Below are records that contain pictures; transcribe the text exactly and omit the pictures.

Exercise data:
* * * * *

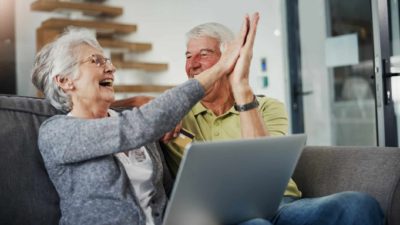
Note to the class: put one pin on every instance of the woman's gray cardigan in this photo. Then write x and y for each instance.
(92, 184)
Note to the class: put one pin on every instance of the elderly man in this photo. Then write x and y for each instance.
(231, 111)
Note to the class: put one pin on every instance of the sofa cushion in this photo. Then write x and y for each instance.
(27, 195)
(374, 170)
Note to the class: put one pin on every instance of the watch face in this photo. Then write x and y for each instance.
(248, 106)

* * * * *

Exercise result:
Note to the class: put one pin on every instance of the woman's gray cardigan in this photo. Then write x and y for each instance.
(92, 184)
Note to the class: put one pin on every instance of the elderly man in this photo. Then write x and y for each instance.
(231, 111)
Note to the class: put one pin on every instance of the sofa cushion in this photo. Then write x and y for each instance.
(27, 195)
(374, 170)
Note to the class: put one pin on every instance of the watch face in this photo. Then write x and y for each instance.
(248, 106)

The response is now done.